• _WHAT NEEDS TO BE DONE_:
Please output the rows from the start through the line containing "(191, 61), (215, 95)", that line included, as a two-column CSV with columns "prompt" and "answer". Put each row on one CSV line, with each field quoted and line breaks turned into spaces, and leave out the pictures.
╭─ SUPPLIED MATERIAL
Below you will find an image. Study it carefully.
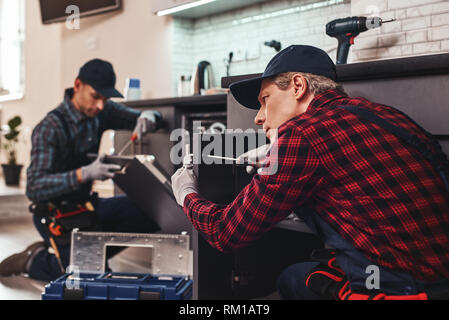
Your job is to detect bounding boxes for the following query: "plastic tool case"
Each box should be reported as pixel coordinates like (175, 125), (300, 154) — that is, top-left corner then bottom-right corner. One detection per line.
(42, 230), (193, 300)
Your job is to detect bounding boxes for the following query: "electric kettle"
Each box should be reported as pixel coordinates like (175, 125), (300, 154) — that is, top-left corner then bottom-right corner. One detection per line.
(190, 61), (215, 95)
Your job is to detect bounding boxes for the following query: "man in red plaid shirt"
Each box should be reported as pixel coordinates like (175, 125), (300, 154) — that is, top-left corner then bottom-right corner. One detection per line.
(172, 46), (449, 299)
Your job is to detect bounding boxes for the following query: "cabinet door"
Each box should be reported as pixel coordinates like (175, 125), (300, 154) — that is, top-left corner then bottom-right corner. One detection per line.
(151, 0), (195, 13)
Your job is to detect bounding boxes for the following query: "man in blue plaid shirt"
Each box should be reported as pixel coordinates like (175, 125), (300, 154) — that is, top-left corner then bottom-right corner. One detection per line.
(0, 59), (161, 281)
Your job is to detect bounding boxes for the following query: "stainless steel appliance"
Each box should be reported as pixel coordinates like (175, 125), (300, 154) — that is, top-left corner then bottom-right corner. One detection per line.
(191, 61), (215, 95)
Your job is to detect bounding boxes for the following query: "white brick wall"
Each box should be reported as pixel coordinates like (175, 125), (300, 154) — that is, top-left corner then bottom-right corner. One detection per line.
(173, 0), (350, 94)
(172, 0), (449, 94)
(351, 0), (449, 62)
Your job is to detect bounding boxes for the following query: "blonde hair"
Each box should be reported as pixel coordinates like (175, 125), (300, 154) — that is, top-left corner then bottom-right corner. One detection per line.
(273, 72), (345, 95)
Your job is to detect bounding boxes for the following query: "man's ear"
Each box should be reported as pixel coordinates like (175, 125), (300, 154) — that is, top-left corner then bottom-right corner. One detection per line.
(73, 78), (83, 92)
(292, 73), (308, 100)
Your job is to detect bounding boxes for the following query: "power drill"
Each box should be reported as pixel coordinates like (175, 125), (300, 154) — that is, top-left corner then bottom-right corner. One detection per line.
(326, 17), (395, 64)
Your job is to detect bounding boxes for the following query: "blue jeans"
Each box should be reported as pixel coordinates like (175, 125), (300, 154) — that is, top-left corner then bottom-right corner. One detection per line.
(277, 209), (421, 300)
(28, 196), (159, 281)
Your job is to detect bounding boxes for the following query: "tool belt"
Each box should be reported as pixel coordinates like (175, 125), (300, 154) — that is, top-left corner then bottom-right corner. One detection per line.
(306, 249), (449, 300)
(29, 196), (97, 246)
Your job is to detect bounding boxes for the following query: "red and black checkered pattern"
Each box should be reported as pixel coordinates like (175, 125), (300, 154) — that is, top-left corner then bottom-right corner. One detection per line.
(184, 90), (449, 281)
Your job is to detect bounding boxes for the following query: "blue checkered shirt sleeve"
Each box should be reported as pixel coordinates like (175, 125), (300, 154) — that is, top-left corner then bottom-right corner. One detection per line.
(26, 119), (80, 201)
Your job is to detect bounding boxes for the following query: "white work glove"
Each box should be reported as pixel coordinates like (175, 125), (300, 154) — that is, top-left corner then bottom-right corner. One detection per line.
(237, 144), (271, 174)
(171, 155), (198, 207)
(81, 155), (121, 183)
(134, 111), (162, 140)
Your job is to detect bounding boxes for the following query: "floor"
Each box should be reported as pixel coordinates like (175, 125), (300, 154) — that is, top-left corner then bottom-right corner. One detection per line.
(0, 215), (46, 300)
(0, 215), (154, 300)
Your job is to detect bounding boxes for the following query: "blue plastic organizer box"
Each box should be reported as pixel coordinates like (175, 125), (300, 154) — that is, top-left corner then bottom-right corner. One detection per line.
(42, 272), (193, 300)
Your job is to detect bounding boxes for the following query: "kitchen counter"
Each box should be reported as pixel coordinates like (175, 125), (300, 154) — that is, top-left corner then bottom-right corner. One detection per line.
(222, 53), (449, 88)
(124, 94), (227, 109)
(222, 53), (449, 154)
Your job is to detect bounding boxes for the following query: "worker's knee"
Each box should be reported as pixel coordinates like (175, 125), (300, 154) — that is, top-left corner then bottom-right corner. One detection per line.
(277, 262), (320, 300)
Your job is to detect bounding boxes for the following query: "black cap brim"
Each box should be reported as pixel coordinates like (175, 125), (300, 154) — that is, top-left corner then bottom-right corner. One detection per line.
(229, 77), (267, 110)
(93, 87), (124, 98)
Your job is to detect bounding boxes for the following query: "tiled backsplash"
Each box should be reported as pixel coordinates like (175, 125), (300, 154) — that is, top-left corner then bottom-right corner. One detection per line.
(172, 0), (449, 95)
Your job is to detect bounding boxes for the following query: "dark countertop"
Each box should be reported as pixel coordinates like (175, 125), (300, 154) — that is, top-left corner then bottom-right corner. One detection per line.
(124, 94), (227, 109)
(221, 53), (449, 88)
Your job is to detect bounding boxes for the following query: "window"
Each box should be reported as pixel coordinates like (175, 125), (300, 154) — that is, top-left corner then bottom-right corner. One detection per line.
(0, 0), (25, 101)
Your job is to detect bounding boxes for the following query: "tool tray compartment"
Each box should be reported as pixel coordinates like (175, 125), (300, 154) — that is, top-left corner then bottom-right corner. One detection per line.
(42, 229), (193, 300)
(42, 272), (193, 300)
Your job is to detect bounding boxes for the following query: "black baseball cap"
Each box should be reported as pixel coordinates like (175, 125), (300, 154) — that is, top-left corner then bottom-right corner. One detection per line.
(229, 45), (337, 109)
(78, 59), (123, 98)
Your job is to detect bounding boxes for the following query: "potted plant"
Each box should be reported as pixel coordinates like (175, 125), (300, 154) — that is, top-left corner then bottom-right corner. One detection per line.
(2, 116), (23, 186)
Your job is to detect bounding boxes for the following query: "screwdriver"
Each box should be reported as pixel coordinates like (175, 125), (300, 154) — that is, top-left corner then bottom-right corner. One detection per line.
(117, 132), (137, 156)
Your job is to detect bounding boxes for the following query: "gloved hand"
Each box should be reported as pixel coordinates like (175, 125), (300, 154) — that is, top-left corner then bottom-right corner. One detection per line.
(171, 159), (198, 207)
(237, 144), (271, 174)
(81, 155), (121, 183)
(134, 111), (162, 140)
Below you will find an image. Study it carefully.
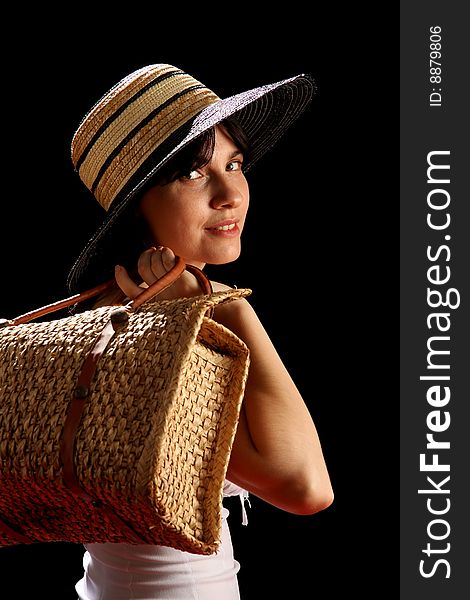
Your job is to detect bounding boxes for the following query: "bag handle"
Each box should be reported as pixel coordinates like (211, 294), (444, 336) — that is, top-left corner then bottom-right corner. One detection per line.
(8, 256), (212, 325)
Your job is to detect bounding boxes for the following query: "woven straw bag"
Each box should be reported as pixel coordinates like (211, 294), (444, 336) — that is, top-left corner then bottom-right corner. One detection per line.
(0, 260), (250, 554)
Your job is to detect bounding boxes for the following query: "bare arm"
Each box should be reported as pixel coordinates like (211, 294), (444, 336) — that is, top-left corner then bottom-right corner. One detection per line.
(214, 300), (333, 514)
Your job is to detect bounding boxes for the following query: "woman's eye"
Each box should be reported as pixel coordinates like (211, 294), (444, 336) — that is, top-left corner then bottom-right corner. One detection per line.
(181, 169), (202, 181)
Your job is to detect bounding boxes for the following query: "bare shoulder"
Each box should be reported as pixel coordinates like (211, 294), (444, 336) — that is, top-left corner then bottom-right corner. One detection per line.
(211, 281), (237, 292)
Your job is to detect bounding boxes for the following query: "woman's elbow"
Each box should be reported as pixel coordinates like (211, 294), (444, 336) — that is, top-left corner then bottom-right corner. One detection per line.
(291, 481), (334, 515)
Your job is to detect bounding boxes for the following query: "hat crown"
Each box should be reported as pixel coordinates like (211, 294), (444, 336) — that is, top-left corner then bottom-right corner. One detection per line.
(72, 64), (220, 210)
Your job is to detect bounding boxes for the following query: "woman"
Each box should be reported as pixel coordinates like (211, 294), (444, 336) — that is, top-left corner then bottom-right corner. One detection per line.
(68, 65), (333, 600)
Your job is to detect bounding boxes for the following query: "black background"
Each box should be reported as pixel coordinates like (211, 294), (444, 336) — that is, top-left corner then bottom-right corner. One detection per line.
(0, 10), (398, 600)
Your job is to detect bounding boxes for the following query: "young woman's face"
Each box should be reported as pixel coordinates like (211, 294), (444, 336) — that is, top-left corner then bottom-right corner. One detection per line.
(141, 127), (249, 268)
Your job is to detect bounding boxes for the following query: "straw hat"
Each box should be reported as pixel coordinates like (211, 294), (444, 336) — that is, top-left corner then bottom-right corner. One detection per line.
(67, 64), (315, 292)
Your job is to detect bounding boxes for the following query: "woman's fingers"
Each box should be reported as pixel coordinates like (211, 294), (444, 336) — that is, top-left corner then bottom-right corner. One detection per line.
(114, 265), (142, 300)
(115, 246), (201, 300)
(137, 246), (175, 285)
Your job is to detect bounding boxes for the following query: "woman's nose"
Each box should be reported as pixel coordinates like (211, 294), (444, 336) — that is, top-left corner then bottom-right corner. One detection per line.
(211, 176), (248, 209)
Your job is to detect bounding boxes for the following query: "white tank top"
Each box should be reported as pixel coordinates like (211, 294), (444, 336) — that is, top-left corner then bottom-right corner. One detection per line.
(75, 481), (249, 600)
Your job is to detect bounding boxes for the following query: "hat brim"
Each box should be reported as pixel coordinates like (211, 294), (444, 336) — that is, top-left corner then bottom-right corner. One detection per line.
(67, 74), (316, 293)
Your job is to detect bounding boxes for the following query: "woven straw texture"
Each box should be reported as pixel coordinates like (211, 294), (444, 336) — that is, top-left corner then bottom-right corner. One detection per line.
(0, 289), (250, 554)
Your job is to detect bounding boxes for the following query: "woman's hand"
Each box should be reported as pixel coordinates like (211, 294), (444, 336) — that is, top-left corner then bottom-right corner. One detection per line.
(115, 246), (202, 300)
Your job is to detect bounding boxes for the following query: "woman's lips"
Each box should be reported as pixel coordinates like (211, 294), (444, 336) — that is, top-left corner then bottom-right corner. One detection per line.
(206, 219), (240, 237)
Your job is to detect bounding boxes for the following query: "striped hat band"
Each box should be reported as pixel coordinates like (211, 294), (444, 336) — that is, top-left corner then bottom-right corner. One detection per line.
(67, 64), (316, 293)
(72, 64), (220, 210)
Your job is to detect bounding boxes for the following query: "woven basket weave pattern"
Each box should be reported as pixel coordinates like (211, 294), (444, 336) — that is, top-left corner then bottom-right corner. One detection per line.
(0, 290), (250, 554)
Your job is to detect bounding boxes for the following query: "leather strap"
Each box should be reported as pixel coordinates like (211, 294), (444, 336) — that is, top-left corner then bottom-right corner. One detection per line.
(10, 256), (212, 326)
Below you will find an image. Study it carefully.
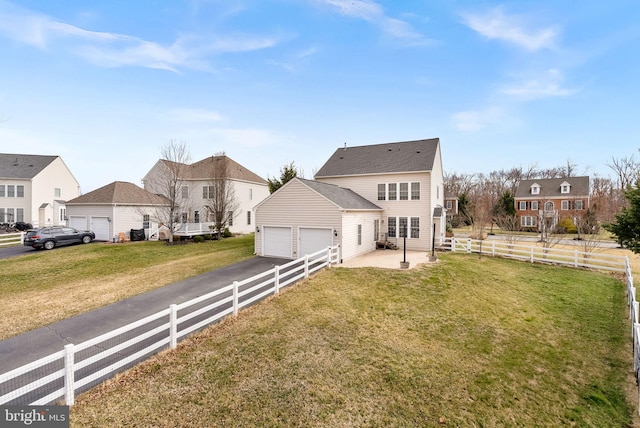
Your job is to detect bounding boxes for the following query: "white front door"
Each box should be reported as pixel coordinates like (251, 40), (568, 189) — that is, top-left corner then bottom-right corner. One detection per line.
(90, 217), (111, 241)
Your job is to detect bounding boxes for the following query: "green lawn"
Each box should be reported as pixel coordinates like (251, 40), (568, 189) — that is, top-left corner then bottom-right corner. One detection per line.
(71, 253), (637, 427)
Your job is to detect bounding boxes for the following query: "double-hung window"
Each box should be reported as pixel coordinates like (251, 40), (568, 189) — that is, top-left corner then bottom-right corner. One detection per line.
(387, 217), (396, 238)
(389, 183), (398, 201)
(410, 217), (420, 239)
(411, 182), (420, 201)
(398, 217), (407, 238)
(400, 183), (409, 201)
(202, 186), (215, 199)
(378, 183), (387, 201)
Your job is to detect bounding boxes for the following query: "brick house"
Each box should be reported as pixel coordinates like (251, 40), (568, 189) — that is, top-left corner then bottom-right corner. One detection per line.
(514, 177), (590, 231)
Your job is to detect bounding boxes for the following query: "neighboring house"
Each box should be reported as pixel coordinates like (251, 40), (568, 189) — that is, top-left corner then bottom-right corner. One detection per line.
(0, 154), (80, 227)
(255, 138), (446, 260)
(142, 156), (269, 233)
(514, 177), (590, 230)
(67, 181), (168, 241)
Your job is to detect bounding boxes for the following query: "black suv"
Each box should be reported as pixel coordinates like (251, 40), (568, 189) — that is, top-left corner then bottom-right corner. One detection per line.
(24, 226), (96, 250)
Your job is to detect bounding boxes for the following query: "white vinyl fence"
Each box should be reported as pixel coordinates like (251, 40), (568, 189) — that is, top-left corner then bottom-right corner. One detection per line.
(0, 232), (24, 247)
(441, 238), (640, 414)
(441, 238), (627, 272)
(0, 246), (340, 405)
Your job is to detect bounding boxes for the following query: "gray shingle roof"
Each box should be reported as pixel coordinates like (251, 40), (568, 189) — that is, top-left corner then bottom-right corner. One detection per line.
(67, 181), (168, 205)
(315, 138), (440, 177)
(296, 178), (382, 210)
(515, 177), (589, 198)
(0, 153), (58, 179)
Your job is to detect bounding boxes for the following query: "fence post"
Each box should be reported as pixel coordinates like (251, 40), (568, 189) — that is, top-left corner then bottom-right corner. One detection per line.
(169, 303), (178, 349)
(64, 343), (76, 406)
(631, 302), (640, 337)
(304, 254), (309, 278)
(233, 281), (238, 315)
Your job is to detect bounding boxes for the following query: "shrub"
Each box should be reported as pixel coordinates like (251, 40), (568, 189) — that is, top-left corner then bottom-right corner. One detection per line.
(556, 217), (578, 233)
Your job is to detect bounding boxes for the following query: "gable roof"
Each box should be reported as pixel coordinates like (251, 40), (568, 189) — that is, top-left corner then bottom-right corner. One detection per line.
(294, 177), (382, 210)
(315, 138), (440, 178)
(66, 181), (169, 205)
(0, 153), (59, 179)
(161, 156), (267, 185)
(515, 176), (589, 198)
(254, 177), (382, 210)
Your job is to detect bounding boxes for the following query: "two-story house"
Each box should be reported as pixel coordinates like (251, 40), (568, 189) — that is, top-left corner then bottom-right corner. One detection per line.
(142, 155), (269, 233)
(514, 177), (590, 231)
(0, 153), (80, 227)
(255, 138), (446, 260)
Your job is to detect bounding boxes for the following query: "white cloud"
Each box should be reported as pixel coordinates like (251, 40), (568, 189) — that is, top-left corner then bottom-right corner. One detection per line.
(316, 0), (433, 45)
(463, 7), (558, 51)
(168, 108), (223, 123)
(501, 69), (577, 100)
(451, 107), (504, 132)
(0, 1), (284, 71)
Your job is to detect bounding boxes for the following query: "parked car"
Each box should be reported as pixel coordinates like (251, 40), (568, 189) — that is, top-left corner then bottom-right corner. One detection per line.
(13, 221), (33, 232)
(24, 226), (96, 250)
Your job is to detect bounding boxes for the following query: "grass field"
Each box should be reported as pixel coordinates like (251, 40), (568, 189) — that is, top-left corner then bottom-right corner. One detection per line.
(0, 235), (253, 340)
(71, 254), (637, 427)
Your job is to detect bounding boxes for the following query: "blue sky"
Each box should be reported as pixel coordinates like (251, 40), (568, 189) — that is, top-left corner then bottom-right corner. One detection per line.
(0, 0), (640, 192)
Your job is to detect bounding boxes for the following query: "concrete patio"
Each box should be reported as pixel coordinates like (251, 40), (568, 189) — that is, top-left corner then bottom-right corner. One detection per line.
(338, 249), (434, 269)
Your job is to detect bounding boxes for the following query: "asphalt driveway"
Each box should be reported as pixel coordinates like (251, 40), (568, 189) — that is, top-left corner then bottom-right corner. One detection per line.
(0, 254), (289, 374)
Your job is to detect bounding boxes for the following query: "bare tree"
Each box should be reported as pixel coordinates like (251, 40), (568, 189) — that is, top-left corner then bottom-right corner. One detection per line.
(202, 152), (240, 239)
(145, 140), (191, 242)
(607, 155), (640, 190)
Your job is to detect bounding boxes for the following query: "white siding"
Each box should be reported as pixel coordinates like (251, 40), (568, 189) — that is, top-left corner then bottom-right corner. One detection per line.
(261, 226), (293, 258)
(255, 181), (342, 258)
(298, 227), (333, 256)
(143, 161), (269, 233)
(0, 179), (30, 223)
(31, 157), (80, 226)
(341, 212), (381, 260)
(67, 205), (113, 239)
(67, 204), (161, 241)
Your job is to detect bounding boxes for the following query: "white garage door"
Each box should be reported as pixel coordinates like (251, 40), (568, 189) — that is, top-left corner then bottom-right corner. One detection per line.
(300, 227), (333, 257)
(69, 215), (87, 230)
(262, 226), (291, 259)
(91, 217), (111, 241)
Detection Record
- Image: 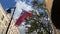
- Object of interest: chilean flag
[15,11,32,26]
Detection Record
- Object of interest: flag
[15,12,32,26]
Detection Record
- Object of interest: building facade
[0,4,20,34]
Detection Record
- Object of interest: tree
[25,0,53,34]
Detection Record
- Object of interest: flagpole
[5,7,16,34]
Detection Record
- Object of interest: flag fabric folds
[15,11,32,26]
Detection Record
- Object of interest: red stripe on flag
[15,12,32,26]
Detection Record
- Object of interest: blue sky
[0,0,16,9]
[0,0,43,9]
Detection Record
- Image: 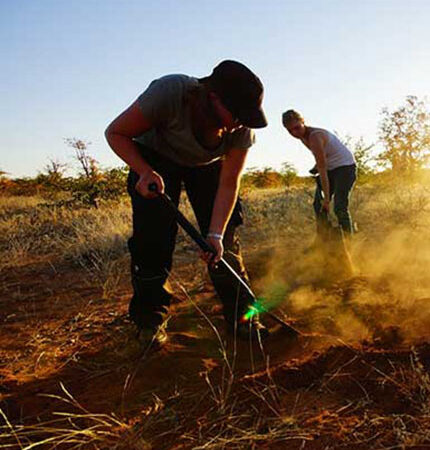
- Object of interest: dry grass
╰─
• _ANSWER TO THIS EXERCISE_:
prompt,answer
"Below you will find an image. Study it carefully. Your job is to detect bounding boxes for the following query: ""plastic tool case"" Each box should be reported as pixel coordinates like (175, 125), (300, 154) — that is, top-left corner then bottom-right corner. One detection per line.","(42, 230), (193, 300)"
"Your job is to detect bounding boxes for the following query: ""electric kettle"" Each box should be reported as pixel coordinates like (175, 125), (300, 154) — that is, top-left corner then bottom-right corner. One detection per line.","(190, 61), (215, 95)"
"Your job is to detect bounding boxes for the following query: ""man in red plaid shirt"" Each box should be reported as pixel coordinates like (175, 125), (300, 154) — that is, top-left corner then bottom-right corner. One detection per line.","(172, 46), (449, 299)"
"Your job is to detect bounding boxes for the following query: ""cabinet door"" Each box should be reported as pixel coordinates like (175, 125), (300, 154) — that is, top-left corner then bottom-right corner. One detection per line.","(151, 0), (195, 13)"
"Your job is to detect bounding boxes for the following query: ""man in blue plaid shirt"" Each box should be reported as pixel coordinates like (175, 125), (300, 154) — that is, top-left corner then bottom-right corner. One detection per line.","(0, 59), (161, 281)"
"Your job is to detect bounding boxes for the following query: ""stainless steel appliance"" Each box should be reported as pixel coordinates like (175, 125), (300, 154) — that is, top-left corner then bottom-right corner. One detection per line.","(191, 61), (215, 95)"